== TASK INSTRUCTIONS ==
Using the listing below, return every line that includes "umbrella".

::::

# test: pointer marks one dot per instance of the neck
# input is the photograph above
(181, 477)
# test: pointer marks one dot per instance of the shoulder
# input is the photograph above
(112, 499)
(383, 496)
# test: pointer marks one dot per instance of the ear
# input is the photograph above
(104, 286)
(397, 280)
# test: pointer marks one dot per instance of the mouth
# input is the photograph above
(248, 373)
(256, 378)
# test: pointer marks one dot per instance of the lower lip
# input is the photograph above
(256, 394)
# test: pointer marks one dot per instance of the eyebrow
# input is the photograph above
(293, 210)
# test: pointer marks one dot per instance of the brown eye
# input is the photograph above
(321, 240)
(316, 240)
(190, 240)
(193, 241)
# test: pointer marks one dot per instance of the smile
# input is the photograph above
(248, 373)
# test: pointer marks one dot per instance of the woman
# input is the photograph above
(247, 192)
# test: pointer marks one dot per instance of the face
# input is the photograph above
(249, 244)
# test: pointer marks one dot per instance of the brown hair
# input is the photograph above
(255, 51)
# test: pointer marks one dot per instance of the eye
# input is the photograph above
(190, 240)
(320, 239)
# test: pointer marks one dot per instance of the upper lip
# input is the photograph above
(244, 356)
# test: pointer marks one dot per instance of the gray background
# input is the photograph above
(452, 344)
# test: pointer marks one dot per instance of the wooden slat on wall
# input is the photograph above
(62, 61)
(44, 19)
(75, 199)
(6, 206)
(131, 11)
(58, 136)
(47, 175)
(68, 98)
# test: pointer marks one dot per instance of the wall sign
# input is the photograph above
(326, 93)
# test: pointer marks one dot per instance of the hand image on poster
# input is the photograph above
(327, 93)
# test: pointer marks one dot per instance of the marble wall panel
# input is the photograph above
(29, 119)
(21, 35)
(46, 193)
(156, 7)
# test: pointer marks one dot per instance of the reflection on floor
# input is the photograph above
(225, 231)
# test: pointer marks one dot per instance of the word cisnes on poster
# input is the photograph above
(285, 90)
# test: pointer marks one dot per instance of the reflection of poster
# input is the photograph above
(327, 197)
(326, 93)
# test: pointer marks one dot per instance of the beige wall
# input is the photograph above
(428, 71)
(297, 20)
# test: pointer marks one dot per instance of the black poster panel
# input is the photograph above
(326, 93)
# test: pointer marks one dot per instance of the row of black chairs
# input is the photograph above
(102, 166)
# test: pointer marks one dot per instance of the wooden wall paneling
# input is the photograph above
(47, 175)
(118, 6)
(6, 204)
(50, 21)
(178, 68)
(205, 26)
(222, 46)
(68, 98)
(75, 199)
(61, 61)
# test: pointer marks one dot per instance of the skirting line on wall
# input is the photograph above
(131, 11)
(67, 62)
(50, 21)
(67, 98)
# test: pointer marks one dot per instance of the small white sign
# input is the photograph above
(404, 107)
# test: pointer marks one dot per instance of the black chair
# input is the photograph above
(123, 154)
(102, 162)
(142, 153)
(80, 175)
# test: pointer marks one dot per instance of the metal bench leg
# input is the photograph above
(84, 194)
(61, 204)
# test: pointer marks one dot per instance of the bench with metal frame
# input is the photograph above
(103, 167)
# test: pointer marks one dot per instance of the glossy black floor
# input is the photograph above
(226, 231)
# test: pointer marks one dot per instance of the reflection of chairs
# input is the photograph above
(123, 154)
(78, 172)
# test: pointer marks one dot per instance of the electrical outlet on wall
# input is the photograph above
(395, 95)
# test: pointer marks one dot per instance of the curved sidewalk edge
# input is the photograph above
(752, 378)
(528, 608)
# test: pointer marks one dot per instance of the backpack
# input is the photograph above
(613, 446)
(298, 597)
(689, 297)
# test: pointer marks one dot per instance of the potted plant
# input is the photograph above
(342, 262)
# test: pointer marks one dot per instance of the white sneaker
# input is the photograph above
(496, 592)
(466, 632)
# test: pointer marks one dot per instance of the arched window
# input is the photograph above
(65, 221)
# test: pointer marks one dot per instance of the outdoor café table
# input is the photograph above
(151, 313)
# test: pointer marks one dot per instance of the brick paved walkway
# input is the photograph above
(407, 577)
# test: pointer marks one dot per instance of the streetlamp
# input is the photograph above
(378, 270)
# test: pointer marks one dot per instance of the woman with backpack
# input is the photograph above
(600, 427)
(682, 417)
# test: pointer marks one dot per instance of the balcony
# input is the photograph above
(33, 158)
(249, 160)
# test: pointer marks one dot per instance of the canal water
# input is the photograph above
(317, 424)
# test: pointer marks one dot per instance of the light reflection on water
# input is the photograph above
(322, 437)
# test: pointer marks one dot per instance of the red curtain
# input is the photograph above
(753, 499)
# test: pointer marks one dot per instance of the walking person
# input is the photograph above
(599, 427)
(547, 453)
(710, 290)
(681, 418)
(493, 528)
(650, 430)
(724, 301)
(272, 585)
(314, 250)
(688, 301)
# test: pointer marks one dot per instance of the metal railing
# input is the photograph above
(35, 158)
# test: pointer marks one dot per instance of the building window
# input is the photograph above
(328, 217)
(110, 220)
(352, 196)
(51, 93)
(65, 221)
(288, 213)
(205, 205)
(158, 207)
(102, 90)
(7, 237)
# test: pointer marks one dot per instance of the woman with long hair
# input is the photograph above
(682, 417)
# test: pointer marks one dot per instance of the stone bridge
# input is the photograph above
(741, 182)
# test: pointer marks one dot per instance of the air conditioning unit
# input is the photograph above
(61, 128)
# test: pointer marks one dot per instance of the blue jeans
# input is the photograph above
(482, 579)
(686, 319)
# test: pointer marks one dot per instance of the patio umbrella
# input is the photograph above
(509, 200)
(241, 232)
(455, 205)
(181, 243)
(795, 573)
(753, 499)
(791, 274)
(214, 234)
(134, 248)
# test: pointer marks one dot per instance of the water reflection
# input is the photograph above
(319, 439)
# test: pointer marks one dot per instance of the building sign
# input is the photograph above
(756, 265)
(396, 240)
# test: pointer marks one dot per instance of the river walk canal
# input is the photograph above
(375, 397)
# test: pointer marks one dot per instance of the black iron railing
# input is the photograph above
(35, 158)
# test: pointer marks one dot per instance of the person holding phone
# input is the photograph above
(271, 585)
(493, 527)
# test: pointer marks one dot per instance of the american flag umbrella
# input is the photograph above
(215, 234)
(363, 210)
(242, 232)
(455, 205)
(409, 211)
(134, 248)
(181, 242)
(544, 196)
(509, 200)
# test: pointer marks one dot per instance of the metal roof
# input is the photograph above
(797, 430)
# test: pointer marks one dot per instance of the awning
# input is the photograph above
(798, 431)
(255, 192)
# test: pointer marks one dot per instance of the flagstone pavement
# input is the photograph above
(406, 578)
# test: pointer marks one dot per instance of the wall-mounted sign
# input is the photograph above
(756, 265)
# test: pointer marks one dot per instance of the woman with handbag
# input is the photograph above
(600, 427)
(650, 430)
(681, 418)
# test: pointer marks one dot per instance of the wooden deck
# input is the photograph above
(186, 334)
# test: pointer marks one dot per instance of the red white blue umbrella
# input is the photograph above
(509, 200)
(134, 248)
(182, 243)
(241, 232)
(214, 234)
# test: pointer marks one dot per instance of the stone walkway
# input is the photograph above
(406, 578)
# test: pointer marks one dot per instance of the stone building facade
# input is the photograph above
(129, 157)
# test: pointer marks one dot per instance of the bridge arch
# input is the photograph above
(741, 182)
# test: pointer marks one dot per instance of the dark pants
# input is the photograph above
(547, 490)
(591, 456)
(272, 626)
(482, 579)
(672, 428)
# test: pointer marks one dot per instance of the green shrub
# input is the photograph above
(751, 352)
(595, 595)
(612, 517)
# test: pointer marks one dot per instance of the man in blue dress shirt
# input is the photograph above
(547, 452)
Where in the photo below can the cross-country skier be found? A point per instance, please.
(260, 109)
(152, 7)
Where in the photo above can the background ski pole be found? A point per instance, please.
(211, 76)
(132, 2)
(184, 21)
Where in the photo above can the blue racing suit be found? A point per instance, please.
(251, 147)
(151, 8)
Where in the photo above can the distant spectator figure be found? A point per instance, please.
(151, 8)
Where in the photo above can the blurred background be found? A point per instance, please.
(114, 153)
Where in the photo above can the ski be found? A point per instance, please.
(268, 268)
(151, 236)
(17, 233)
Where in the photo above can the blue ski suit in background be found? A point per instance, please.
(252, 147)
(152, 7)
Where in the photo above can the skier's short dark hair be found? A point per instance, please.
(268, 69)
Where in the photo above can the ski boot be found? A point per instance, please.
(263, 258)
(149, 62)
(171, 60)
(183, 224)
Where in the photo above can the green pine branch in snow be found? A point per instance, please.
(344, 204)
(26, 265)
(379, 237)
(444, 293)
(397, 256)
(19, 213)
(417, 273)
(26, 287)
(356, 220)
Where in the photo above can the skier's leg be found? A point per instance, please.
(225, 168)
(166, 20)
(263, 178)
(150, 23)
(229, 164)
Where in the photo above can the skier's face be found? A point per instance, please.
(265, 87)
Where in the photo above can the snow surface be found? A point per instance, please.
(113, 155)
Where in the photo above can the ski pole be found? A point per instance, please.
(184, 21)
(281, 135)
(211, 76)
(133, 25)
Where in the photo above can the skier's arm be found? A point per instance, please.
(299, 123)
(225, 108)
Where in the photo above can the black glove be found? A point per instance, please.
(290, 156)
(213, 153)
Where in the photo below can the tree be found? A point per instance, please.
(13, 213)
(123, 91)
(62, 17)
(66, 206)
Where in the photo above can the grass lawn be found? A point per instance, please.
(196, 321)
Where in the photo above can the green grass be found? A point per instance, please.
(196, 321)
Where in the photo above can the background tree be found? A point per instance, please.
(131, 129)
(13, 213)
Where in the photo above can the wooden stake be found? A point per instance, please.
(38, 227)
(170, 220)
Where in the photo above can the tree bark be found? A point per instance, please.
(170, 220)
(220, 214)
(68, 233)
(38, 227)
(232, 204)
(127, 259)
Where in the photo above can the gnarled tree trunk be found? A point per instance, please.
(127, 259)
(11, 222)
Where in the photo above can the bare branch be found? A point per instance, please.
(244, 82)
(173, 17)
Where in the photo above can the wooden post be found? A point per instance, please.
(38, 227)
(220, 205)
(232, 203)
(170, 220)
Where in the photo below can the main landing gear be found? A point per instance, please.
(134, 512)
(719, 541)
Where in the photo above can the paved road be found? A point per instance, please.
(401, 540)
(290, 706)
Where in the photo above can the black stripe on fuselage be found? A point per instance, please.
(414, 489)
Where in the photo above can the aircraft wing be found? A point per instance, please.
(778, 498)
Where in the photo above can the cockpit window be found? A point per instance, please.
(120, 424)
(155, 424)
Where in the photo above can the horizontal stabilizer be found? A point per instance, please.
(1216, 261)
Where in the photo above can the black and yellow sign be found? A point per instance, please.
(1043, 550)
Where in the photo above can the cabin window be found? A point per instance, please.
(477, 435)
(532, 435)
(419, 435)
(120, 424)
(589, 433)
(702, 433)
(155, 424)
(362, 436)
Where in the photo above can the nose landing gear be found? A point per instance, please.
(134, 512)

::::

== EXERCISE ANSWER ==
# test: pointer marks one dot per instance of the patio umbrella
# test: pointer marks one dot per instance of the american flag umbrella
# test: pointer marks one dot per instance of the red white blue umbrella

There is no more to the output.